Problem requirements
Locate each line in the records below that contains the word "instance", and copy every such line.
══════════════════════════════
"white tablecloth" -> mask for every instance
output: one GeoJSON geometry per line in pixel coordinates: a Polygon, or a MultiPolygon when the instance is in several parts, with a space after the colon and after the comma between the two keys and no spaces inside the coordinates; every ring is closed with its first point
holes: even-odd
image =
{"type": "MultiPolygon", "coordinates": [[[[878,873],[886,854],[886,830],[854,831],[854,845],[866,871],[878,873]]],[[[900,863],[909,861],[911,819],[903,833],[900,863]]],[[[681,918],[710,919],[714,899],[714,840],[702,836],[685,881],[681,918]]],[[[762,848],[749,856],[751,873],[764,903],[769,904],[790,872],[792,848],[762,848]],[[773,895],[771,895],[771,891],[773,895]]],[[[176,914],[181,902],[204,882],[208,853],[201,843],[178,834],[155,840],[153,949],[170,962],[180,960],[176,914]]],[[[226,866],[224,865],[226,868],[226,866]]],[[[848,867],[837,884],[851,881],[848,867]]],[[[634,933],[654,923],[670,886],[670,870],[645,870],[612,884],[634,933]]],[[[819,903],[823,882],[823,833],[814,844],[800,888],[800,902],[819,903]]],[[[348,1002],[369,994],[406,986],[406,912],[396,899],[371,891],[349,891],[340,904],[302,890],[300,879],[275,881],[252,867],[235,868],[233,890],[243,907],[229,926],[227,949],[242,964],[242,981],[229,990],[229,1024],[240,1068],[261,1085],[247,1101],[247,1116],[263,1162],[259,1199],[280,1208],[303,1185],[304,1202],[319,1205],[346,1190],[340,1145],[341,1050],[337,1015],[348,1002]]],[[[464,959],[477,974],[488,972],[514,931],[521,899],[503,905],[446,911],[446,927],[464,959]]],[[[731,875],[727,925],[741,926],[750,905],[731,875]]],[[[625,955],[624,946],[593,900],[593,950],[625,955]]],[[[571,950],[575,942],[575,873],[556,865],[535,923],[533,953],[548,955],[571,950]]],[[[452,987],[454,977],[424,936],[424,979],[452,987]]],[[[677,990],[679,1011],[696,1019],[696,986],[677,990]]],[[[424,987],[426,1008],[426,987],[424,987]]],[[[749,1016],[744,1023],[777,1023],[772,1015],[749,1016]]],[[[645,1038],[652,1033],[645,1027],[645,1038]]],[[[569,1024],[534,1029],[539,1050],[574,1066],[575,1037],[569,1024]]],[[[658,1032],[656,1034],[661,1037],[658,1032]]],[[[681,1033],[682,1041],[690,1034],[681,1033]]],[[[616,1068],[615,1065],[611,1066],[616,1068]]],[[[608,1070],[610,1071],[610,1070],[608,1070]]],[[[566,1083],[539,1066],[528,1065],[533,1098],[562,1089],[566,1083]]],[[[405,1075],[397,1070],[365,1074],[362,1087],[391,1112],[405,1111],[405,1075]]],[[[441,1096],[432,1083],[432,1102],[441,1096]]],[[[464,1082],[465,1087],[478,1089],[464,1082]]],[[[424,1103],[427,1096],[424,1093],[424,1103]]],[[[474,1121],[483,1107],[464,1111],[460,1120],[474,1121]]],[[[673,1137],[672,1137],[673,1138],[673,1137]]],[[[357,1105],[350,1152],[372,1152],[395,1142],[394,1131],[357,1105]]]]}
══════════════════════════════
Worked solution
"white tablecloth" -> mask for every instance
output: one GeoJSON geometry per line in pixel coordinates: a Polygon, or a MultiPolygon when the instance is in several parts, with a space after the colon and after the comma between the two keys and no spaces inside the coordinates; every ring is closed with its first point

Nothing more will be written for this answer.